[BEGIN Page extract]

# Warranty job?



## Barrabundy (Sep 29, 2008)

When I bought my first ever baitcaster about 3 1/2 years ago, I decided to go for a cheapy just to see if I liked it better than a spinning reel. It turned out to have a 10 year warranty and has lasted about 3 times longer than I expected and has caught the biggest heaviest fish I've ever caught over that time.

At some stage between its last service and now it started operating erratically and tonight when I went to give it another service I found out why. The little post/spigot thingy that holds the ratchet or anti-reverse, or whatever it is, was broken but still in position.

Considering it's a $80-$100 reel I don't see the sense in spending the cash to send it back if I'm going to be told it's not a manufacturers fault and then have to go and buy another one anyway. Don't want to send a spool full of braid away either, nor do I want to be told that I should have sent the reel complete with spool for a proper assessment.

Can you tell I'm sceptical of warranties?

Does anyone know whether this is the sort of thing that would be covered by warranty? It's a Shimano by the way.


----------



## ausbass (Feb 15, 2007)

Id send it away if I were you, but maybe its worth getting a better one if you have become accustomed to using baitcasters?

Oh well its given you a long time of service for a cheapy ;-)


----------



## Alster99 (Nov 20, 2008)

I'd say it's worth sending it to them. Who knows? If it's a cheapish one they might just send you back a new replacement for nicks.

I had an old GPS I had for around 6 years and then a couple of years ago I pulled it out of the cupboard and tried it... screen stuffed. Sent it away and got a brand new one as replacement! I was stoked!  Well out of warranty and only a basic model. You just never know what they will do.

Good luck with it.


----------



## scater (Nov 24, 2007)

If it's a 10 year warranty I assume it's shimano? They have a pretty good reputation for replacing parts for free even when it's not a warranty issue, I'd send it.


----------



## Barrabundy (Sep 29, 2008)

Thanks for your thoughts, I think I'll send it back and see. I'll just have to go back to a spinning reel as my "go to" in the interim.


----------



## Barrabundy (Sep 29, 2008)

Reel is in the post and the braid was spooled onto one of my Penn reels with enought spare capacity....or so I thought. Went and tried it out as I've never used braid on a spinning reel......about 20m of it is now in the bins from falling off the front of the spool.....over full!

[END Page extract]
[BEGIN Data shown]

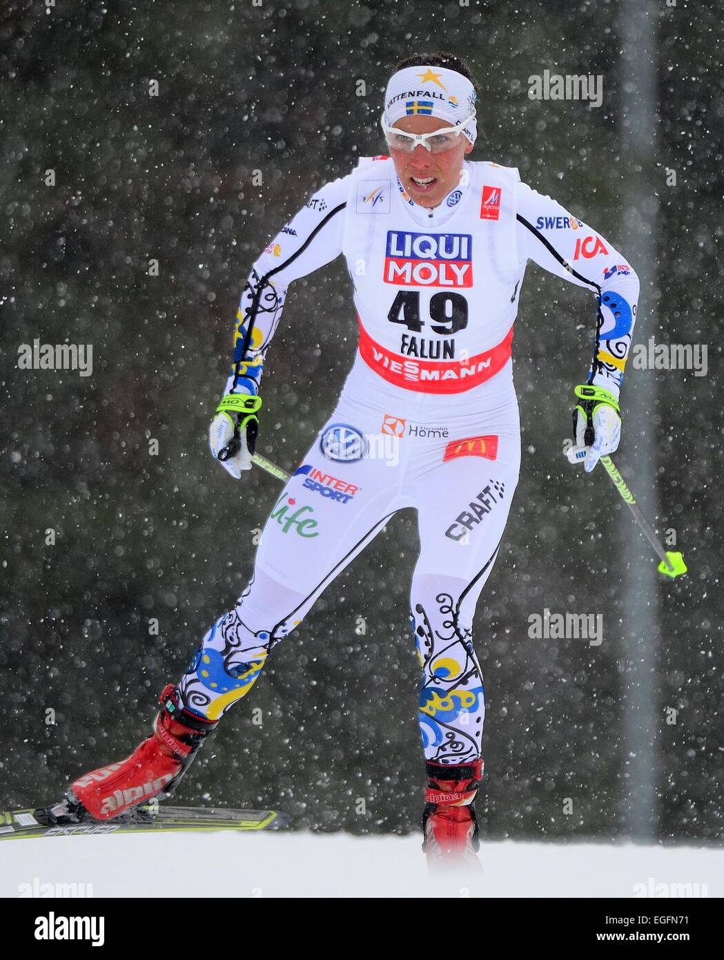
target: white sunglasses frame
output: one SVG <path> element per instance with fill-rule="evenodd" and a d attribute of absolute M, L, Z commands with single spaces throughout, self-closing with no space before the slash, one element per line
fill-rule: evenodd
<path fill-rule="evenodd" d="M 419 115 L 419 116 L 425 116 L 425 115 L 430 115 L 430 114 L 417 114 L 417 115 Z M 387 124 L 385 123 L 385 114 L 384 113 L 380 117 L 380 126 L 382 127 L 383 131 L 385 132 L 385 141 L 387 144 L 387 146 L 390 146 L 389 142 L 387 141 L 387 134 L 389 134 L 389 133 L 402 133 L 405 136 L 409 136 L 411 140 L 415 140 L 416 141 L 416 143 L 414 144 L 414 146 L 412 147 L 412 149 L 410 151 L 407 151 L 406 150 L 406 151 L 404 151 L 404 153 L 406 153 L 406 154 L 407 153 L 413 154 L 415 152 L 415 149 L 418 146 L 418 144 L 422 144 L 422 146 L 425 147 L 425 149 L 429 153 L 432 154 L 432 148 L 428 143 L 428 140 L 430 139 L 430 137 L 432 137 L 432 136 L 437 136 L 439 133 L 461 133 L 463 136 L 465 136 L 465 133 L 463 132 L 463 127 L 466 127 L 470 123 L 471 120 L 475 120 L 476 117 L 477 117 L 477 115 L 478 115 L 477 112 L 475 110 L 473 110 L 473 112 L 469 116 L 465 117 L 465 119 L 461 123 L 459 123 L 456 127 L 440 127 L 439 130 L 432 130 L 429 133 L 409 133 L 406 130 L 400 130 L 399 127 L 389 127 L 389 126 L 387 126 Z M 395 150 L 397 148 L 393 147 L 392 149 Z M 453 149 L 452 147 L 448 147 L 448 150 L 452 150 L 452 149 Z M 447 153 L 447 151 L 443 150 L 442 153 L 445 154 L 445 153 Z"/>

[END Data shown]

*Aim A*
Put this sentence from the fishing reel warranty thread into Spanish: "Can you tell I'm sceptical of warranties?"
*Aim B*
Carry on the fishing reel warranty thread after its last post.
The lines have nothing to do with the fishing reel warranty thread.

*Final answer A*
¿Se nota que desconfío de las garantías?

*Final answer B*
----------



## Barrabundy (Sep 29, 2008)

Been about 2 weeks and hadn't heard anything from Dunphy's so gave them a call to make sure they received my reel. Was told it was "done" today and will be posted tomorrow. Not sure what "done" means but the guy didn't tell me it wasn't a warranty job so hopefully I'll have it back in service hauling fish!

I'll be very impressed with the Shimano 10 year warranty if the repair was covered by it.


----------



## Barrabundy (Sep 29, 2008)

Got my reel back yesterday.

The packaging was the same as what I sent it down in and was expecting to be dissapointed as I opened it. I could feel a piece of paper in there and thought it would say _"unfortunately damage is considered normal wear and tear and not a fault of the manufacturer....not covered by warranty"_

I unpacked my reel and, without dissmantling it, can only see 2 original parts on it. One it a side cover and the other is the little cover over the follower of the level wind......unbelievable!

I sent back a $80 reel after 3 1/2 years of solid use and, not only was the warranty honoured, my reel was refurbished free of charge.

My first dabble in Shimano has changed my opionion on the brand and the back-up they offer. 10 year warranty is not just a marketing ploy!


----------



## craig51063 (May 30, 2008)

good to hear .. i wonder if okuma do the same with there reels and warenty .

craig


----------



## CanuckChubbs (May 2, 2010)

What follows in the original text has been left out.